__Aim of the task__. The answer must be an exact copy of the records below, with every picture left out.

__Collected data__.
--

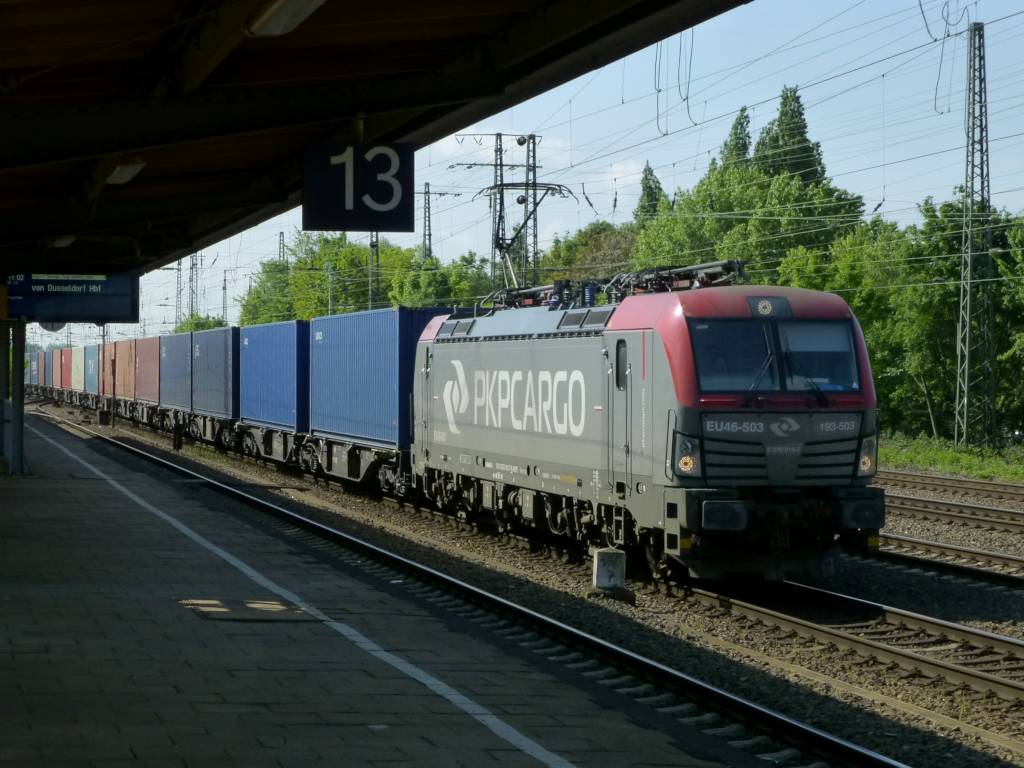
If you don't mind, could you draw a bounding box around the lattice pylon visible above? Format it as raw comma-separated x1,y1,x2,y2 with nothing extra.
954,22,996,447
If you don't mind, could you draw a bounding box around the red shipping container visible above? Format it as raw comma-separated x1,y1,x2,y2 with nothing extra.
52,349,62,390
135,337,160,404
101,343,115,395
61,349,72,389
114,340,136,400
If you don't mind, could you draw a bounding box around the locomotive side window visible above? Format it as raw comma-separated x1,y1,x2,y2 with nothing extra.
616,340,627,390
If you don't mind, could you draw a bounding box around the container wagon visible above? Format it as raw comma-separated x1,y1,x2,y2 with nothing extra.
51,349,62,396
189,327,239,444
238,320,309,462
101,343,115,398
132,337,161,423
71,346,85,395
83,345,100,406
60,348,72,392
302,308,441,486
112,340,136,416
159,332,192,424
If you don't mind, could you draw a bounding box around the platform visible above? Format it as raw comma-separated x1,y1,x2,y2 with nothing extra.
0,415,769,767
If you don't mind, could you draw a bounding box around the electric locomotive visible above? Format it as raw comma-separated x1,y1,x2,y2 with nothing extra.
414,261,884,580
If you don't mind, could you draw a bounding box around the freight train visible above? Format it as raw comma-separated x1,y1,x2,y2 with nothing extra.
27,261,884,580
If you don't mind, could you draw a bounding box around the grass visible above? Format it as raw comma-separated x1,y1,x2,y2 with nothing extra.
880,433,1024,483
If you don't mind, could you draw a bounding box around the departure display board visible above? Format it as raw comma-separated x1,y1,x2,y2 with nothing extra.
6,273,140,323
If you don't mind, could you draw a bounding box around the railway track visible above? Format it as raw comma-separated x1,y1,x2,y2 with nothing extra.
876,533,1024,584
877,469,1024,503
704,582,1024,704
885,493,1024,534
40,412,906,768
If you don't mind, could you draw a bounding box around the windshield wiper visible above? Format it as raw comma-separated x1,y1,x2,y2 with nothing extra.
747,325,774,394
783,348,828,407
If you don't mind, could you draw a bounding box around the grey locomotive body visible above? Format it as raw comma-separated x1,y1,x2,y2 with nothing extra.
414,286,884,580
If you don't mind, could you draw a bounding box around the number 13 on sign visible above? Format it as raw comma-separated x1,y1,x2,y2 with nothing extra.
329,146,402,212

--

__Answer space__.
If you don't mind, could you draw a bounding box around the lattice pylon visible above? Format it as raw comma-separated x1,y1,x2,y2 with nothing extra.
954,22,996,447
If you don't mind, could you draw a bounding box around the red shipping container visible above? Format it as raw comma-separated x1,y1,x2,y2 with nothing extra.
52,349,62,390
135,337,160,404
101,343,115,395
61,349,72,389
114,340,136,400
If you don't mind, could you draw a bounding box around the locomotive side window visible above? Format it as raw comma-separated x1,y1,x2,y2 with nothing extra.
616,340,627,390
If you don't mind, could you draw a bounding box around the container wagon visible above? Format it as raw comma-separated x1,y1,x2,y2 with nothing extra.
51,349,62,396
189,327,239,444
238,320,309,462
101,343,115,398
132,337,161,423
71,346,85,395
83,345,100,406
60,348,72,392
302,308,441,486
112,340,136,416
159,332,192,424
If you don't mind, could you draw a bounding box around the platform visible above? Format it as raw comma-separated x1,y1,x2,y2 with nothing extra.
0,415,769,767
If you don't mind, could you draw a bounding box around the electric locomotive visible above? Format it as raw comma-separated x1,y1,x2,y2 with nothing extra.
414,261,884,580
If you don't mind, could you draw a bounding box around the freight train visible above? Format it as raw comma-separated x1,y1,x2,y2 with nothing extra.
27,261,884,580
If you don't mind, could you draw a bounding box around the grass visible above? Format it as raw comma-separated x1,y1,x2,y2 with nothing extra.
880,433,1024,483
If you don't mind, could you draw a bounding box around the departure display board visible above? Format it as raw comma-separated x1,y1,x2,y2 with nothing extra.
6,273,140,323
If you don't mind, could you draw a bounding box around the railway track visible above? Format it as raw comma-separated x1,y1,x2,y2 with nothing extra.
876,533,1024,584
877,469,1024,503
704,582,1024,704
885,493,1024,534
40,412,906,768
If you don't mind, could you draw a bounding box around the windshield wiper visible above? Format it as raw comma-separated x1,y1,x2,y2 with nothing extra.
747,325,774,394
783,348,828,407
If you don't mind, could you draw a bounding box around the grey locomotive body visible above? Format it as raw comma-separated x1,y1,x2,y2 with nothing extra.
414,286,884,580
If you don't mind, could you draw a bounding box around the number 13 on sign visible above? Format it as raw comma-separated x1,y1,x2,y2 with nothing extra.
329,146,402,212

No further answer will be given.